Write the entries out again. Every character must match.

━━━━

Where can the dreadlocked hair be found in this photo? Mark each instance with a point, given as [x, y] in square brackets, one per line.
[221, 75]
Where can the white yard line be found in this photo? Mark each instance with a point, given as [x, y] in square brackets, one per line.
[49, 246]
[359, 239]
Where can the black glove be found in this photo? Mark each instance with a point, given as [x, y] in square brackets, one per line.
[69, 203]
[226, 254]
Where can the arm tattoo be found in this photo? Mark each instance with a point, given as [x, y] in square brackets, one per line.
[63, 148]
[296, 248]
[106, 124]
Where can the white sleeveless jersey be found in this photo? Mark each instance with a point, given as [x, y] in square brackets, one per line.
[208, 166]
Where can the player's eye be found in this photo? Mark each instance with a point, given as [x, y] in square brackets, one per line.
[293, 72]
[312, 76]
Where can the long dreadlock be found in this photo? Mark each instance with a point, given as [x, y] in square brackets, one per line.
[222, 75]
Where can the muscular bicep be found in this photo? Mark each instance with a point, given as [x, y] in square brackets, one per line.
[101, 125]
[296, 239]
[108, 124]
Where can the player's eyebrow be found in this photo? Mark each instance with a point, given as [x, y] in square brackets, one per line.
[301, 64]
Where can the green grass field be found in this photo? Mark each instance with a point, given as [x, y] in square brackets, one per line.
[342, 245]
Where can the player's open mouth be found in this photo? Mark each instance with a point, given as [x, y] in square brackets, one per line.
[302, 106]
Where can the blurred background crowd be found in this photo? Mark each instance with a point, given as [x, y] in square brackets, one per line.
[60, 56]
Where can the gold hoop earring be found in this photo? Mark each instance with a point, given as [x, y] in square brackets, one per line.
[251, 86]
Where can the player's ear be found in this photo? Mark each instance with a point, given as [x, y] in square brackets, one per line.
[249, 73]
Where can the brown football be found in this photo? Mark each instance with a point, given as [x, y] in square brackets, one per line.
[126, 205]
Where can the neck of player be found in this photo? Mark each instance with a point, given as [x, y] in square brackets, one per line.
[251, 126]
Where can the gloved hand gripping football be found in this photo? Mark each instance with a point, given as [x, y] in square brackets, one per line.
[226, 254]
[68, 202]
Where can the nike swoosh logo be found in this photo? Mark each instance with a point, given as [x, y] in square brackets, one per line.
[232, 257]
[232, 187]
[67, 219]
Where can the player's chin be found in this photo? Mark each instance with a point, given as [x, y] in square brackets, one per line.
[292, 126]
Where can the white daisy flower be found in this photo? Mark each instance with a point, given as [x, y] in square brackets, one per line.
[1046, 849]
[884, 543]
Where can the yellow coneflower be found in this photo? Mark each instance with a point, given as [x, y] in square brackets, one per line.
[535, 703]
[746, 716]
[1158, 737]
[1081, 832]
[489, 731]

━━━━

[WORKED SOLUTION]:
Where can the dreadlocked hair be found in this photo? Mark each instance with a point, given as [x, y] in square brackets, one per line.
[221, 75]
Where can the white yard line be found in this photo? Mark each instance with a point, given as [x, y] in square brackets, one per line.
[49, 246]
[359, 239]
Where can the black glove be found in this photo? Mark each instance with a point, given as [x, y] in square brackets, one per line.
[69, 203]
[226, 254]
Where can the arm tattoo be found in this photo? Mark each instance with a point, given as [x, y] in square brackets, one per line.
[63, 148]
[296, 248]
[106, 124]
Where can the white sleeveless jersey be found in this photo? Mark each instance with a point, given as [x, y] in square brackets, one per line.
[208, 166]
Where can the player's eye be found in this photo? Mark each instance with a point, given as [x, y] in square brackets, one per line.
[293, 72]
[312, 76]
Where can the long dreadlock be found in this photo? Mark each instance with a point, given as [x, y] in square brackets, one per line.
[222, 75]
Where can the muscular bicep be found in this photo? Mark each instance with a point, given as [x, y] in square brackets, one per line.
[101, 125]
[296, 239]
[108, 124]
Where can the player's eyebrow be found in this photo? Mark each instance with a point, given as [x, y] in square brackets, one per line.
[301, 64]
Where can the green grass field be found in this photo? Mark each instance with a point, given as [x, y] in square brackets, one per line.
[342, 245]
Where can the player's open mouth be found in this photo? Mark each instance with a point, given as [x, y] in square brackets, one per line.
[302, 106]
Where can the blurred background crowd be found in this photo? Mark each instance with a point, given as [x, y] in square brackets, one per line.
[60, 56]
Where can the gold hoop earring be found in this photo? Mark each instance with a point, given as [x, y] in square brackets, one per line.
[251, 86]
Where can the player's ear be found in this photo? Mark each instance with a point, given as [x, y] in square brackets, one per line.
[249, 73]
Where can the brown football be found in this photo? Mark each instance with a point, given as [x, y] in square brackets, one per line.
[126, 205]
Where can the neck of player be found in this photo? Mark each instance with a point, given as [x, y] in square brackets, one per line.
[251, 126]
Where can the gloved hand gripping football be found in this photo? Mark each instance with a point, given as [x, y] in square brackets, one per line.
[226, 254]
[68, 202]
Where can the nike swoosh logo be found in this photo? Mark each instance with a point, given as [x, y] in square brackets, one per line.
[232, 257]
[232, 187]
[67, 219]
Where can the player's chin be found in this photo? Mark each instance with a point, given as [x, y] in square brackets, one per line.
[292, 126]
Where can the white daisy flower be found in this photo? Mark each instance with a point, given as [x, y] in square brackets, one per line.
[1046, 849]
[884, 543]
Where can the yellow coneflower be found in this photo? Mark each instance with a point, given as [x, y] in square brackets, one per line.
[535, 703]
[746, 716]
[1158, 737]
[1081, 832]
[489, 731]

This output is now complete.